WORKING DATA: Begin
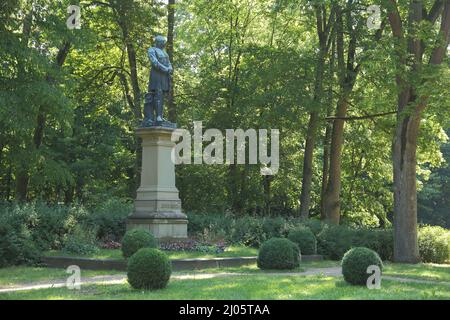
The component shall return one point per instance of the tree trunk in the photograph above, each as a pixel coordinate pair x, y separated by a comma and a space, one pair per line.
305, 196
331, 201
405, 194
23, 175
WORKING DATA: End
_ACTIVITY_:
Copy all of the records verbatim, omitting the pictures.

_EXERCISE RESPONSE_:
The component shall return one point per instance of the tree trunk in the photograph above, each as a pixel coordinate pair x, y separated by a comma and a space, one pair per line.
305, 196
331, 201
405, 194
23, 175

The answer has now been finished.